> **TASK STATEMENT**
List each line of the items below that contains the string "cluster".

-*-*-

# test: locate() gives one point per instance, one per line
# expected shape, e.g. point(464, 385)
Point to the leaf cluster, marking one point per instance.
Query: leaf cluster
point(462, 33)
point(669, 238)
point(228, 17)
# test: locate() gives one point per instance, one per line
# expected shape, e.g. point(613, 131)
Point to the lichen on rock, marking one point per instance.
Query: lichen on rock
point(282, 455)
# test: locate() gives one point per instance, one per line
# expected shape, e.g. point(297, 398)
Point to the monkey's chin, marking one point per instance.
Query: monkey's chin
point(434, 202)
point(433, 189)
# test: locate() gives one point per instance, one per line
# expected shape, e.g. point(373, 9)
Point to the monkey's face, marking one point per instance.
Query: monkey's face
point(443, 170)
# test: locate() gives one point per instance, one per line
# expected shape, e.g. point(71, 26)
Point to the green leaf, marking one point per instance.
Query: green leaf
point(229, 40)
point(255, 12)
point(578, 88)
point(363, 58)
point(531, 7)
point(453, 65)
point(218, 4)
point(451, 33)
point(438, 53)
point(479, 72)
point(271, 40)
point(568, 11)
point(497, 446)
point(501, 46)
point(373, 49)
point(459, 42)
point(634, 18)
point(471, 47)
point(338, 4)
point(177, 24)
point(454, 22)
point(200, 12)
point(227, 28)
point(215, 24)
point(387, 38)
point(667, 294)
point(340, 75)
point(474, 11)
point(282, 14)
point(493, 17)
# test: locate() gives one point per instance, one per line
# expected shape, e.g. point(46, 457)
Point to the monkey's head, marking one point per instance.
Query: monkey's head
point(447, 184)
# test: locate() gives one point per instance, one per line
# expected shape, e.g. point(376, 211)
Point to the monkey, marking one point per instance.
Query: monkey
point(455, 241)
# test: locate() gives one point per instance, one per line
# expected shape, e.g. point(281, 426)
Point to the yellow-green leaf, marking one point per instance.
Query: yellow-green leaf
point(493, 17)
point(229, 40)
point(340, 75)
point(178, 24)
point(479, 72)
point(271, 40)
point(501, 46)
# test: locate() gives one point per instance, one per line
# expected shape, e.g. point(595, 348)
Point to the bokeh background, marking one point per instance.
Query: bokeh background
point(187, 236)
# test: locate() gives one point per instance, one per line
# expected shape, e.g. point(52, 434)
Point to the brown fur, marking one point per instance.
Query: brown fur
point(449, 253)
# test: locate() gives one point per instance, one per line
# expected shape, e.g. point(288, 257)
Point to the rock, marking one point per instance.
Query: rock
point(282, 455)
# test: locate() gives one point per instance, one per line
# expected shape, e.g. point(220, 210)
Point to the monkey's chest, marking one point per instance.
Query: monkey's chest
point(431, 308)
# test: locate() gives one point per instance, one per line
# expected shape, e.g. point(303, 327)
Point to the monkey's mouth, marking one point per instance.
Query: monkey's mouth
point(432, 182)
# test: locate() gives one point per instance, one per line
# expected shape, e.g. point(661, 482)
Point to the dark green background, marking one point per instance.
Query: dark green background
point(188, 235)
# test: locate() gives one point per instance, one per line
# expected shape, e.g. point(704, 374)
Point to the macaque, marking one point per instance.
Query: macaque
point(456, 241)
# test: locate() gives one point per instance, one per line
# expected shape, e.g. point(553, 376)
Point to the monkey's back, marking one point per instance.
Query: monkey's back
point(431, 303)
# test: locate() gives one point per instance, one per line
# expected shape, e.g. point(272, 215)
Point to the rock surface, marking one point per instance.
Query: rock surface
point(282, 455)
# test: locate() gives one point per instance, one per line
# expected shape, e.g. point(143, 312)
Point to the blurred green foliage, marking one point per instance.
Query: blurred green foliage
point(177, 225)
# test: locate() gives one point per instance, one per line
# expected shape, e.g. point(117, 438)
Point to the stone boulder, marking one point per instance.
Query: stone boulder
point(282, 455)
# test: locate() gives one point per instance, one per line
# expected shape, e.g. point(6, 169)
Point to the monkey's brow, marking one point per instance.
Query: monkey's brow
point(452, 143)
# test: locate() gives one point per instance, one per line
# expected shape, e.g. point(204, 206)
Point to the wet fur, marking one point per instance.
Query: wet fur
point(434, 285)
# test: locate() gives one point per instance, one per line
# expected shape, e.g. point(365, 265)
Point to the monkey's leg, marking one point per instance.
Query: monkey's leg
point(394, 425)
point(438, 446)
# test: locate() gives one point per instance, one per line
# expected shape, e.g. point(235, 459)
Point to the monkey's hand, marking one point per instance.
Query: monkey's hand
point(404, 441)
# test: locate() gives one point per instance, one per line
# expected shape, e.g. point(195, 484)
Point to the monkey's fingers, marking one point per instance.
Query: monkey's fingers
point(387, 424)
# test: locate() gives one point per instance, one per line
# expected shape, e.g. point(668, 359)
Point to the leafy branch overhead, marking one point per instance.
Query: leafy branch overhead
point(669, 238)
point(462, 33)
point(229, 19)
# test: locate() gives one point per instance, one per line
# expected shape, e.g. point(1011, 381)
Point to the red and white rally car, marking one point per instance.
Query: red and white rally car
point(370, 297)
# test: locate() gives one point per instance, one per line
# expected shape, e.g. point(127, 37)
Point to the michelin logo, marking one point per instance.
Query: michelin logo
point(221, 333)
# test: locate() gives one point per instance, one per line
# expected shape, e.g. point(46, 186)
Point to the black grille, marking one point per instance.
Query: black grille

-*-*-

> **RESPONSE TO THIS EXERCISE**
Point to the leaf cluster, marking one point per instance.
Query: leaf cluster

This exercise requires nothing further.